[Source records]
━━━━━━

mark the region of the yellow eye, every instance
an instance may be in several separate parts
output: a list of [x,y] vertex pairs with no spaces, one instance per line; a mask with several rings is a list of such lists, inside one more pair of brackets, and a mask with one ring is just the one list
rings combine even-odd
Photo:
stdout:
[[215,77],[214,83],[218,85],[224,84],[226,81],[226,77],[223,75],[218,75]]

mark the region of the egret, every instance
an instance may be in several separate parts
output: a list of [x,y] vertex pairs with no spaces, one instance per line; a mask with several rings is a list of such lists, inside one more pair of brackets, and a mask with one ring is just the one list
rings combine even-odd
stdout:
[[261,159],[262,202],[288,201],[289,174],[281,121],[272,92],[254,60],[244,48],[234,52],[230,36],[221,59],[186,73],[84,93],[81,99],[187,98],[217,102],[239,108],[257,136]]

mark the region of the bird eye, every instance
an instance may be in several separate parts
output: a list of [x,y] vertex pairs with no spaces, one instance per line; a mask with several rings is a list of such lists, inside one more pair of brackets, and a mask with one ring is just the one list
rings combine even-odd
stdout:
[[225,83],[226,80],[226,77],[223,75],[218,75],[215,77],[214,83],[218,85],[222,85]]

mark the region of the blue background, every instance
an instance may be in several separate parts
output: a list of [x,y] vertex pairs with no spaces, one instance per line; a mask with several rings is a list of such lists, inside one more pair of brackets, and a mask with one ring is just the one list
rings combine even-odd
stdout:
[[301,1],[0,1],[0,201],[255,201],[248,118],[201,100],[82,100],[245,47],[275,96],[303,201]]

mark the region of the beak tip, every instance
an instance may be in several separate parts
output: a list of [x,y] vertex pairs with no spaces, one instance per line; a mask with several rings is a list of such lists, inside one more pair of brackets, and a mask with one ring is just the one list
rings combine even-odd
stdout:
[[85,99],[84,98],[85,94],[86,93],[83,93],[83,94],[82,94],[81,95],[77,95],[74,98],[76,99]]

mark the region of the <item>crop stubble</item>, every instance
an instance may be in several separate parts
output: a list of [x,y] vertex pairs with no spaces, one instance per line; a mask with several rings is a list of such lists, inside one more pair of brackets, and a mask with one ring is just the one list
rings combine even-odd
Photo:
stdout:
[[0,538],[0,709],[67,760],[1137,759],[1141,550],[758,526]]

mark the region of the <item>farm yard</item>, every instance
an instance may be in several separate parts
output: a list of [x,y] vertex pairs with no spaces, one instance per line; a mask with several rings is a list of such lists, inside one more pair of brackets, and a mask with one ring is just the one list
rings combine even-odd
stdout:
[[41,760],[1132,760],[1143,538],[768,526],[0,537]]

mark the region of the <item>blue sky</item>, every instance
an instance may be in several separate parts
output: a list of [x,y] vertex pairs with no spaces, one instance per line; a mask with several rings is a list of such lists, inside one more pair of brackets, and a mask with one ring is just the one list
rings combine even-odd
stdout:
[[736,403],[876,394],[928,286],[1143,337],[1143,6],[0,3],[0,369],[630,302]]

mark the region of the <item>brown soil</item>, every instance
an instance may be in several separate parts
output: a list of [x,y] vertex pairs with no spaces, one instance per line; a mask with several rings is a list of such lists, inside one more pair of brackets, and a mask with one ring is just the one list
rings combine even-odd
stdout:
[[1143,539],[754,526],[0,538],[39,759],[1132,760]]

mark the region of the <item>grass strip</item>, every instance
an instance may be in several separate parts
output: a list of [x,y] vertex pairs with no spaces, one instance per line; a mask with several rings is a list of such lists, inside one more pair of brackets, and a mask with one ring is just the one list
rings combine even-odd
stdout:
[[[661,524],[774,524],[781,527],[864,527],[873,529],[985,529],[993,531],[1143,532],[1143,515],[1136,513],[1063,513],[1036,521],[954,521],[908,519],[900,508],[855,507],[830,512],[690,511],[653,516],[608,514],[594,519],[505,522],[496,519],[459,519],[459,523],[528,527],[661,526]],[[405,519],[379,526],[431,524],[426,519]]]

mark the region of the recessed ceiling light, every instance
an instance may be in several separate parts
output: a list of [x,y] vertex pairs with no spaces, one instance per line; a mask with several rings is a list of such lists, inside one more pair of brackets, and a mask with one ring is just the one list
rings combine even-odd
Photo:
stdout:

━━━━━━

> **WORK TO COMPLETE**
Copy out every entry again, exactly as it was given.

> **FULL SOLUTION**
mark the region of the yellow eye, every instance
an instance may be in several separate parts
output: a list of [x,y] vertex pairs with no spaces, one instance per line; a mask with several rings is a list of such lists, inside one more pair of brackets, and a mask with one ring is just the one list
rings combine even-odd
Photo:
stdout:
[[215,77],[214,83],[218,85],[224,84],[226,81],[226,77],[223,75],[218,75]]

mark the region of the egret, every instance
an instance may be in several separate parts
output: a list of [x,y] vertex pairs with no spaces, one instance per line; a mask with several rings is a list of such lists, inside one more pair of brackets, and a mask with one ring is just the one list
rings combine even-odd
stdout:
[[261,159],[262,202],[288,201],[289,174],[281,121],[272,92],[254,60],[244,48],[234,52],[230,36],[221,59],[186,73],[84,93],[81,99],[187,98],[217,102],[239,108],[257,136]]

mark the region of the bird eye, every instance
an instance may be in several separate parts
output: a list of [x,y] vertex pairs with no spaces, one instance per line; a mask with several rings is a list of such lists, inside one more pair of brackets, and a mask with one ring is just the one list
rings combine even-odd
stdout:
[[225,83],[226,80],[226,77],[223,75],[218,75],[215,77],[214,83],[218,85],[222,85]]

mark the region of the blue background, every instance
an instance may be in several separate parts
output: a list of [x,y] vertex pairs with no spaces, one instance per line; a mask with several rings is a list of such lists, inside one more pair of brackets, and a mask with one ring is just the one list
rings combine even-odd
stdout:
[[301,1],[0,1],[0,201],[255,201],[248,118],[201,100],[82,100],[245,47],[275,96],[303,201]]

mark the region of the beak tip, every instance
an instance may be in several separate parts
output: a list of [x,y] vertex pairs with no spaces, one instance per line; a mask with several rings is a list of such lists, inside one more pair of brackets, and a mask with one ring is just the one list
rings combine even-odd
stdout:
[[85,99],[84,98],[85,94],[86,93],[83,93],[83,94],[82,94],[81,95],[77,95],[74,98],[76,99]]

mark the region of the <item>crop stubble</item>, every instance
an instance may be in several separate parts
output: a list of [x,y] vertex pairs with no spaces, one instance per line; a mask with several rings is a list of such lists, inside one more pair of brackets, and a mask with one ring is just the one list
rings combine even-odd
Photo:
stdout:
[[0,538],[0,709],[67,760],[1137,759],[1141,550],[758,526]]

mark the region of the <item>farm yard</item>, every instance
an instance may be in several separate parts
output: a list of [x,y] vertex pairs with no spaces, one instance per line; a mask with several rings is a list of such lists, inside one more pair of brackets, and a mask with one ring is just the one list
rings combine even-odd
stdout:
[[41,760],[1132,760],[1143,538],[768,526],[0,537]]

mark the region of the <item>blue sky</item>, every instance
an instance may be in several separate parts
output: a list of [x,y] vertex pairs with no spaces, one instance per line; a mask with several rings is a list of such lists, inside one more pair of brackets, and a mask with one ring is just the one list
rings combine even-odd
stdout:
[[736,403],[876,394],[928,286],[1143,337],[1143,6],[0,3],[0,369],[630,302]]

mark the region of the <item>brown soil</item>, every instance
an instance may be in several separate parts
output: a list of [x,y] vertex pairs with no spaces, one instance per line; a mask with several rings is a list of such lists, inside one more pair of brackets, and a mask with one ring is just the one list
rings combine even-odd
stdout:
[[1143,539],[754,526],[0,538],[39,759],[1132,760]]

mark the region of the <item>grass strip</item>, every instance
an instance may be in several separate parts
output: a list of [x,y] vertex pairs with no spaces, one instance per line; a mask with several rings is a list of such lists, inside one more pair of brackets, and a mask with one ring is just the one list
rings combine even-odd
stdout:
[[[661,524],[774,524],[781,527],[864,527],[873,529],[985,529],[993,531],[1143,532],[1143,515],[1136,513],[1063,513],[1036,521],[954,521],[908,519],[900,508],[855,507],[830,512],[690,511],[653,516],[608,514],[594,519],[505,522],[496,519],[459,519],[459,523],[528,527],[661,526]],[[405,519],[379,526],[431,524],[426,519]]]

mark the region of the recessed ceiling light, every instance
an instance may be in several separate parts
output: a list of [x,y] vertex pairs with no spaces, one instance per line; a mask with several rings is a list of such lists, inside one more pair of brackets, and a mask with one ring is just the one list
rings combine even-odd
Photo:
stdout:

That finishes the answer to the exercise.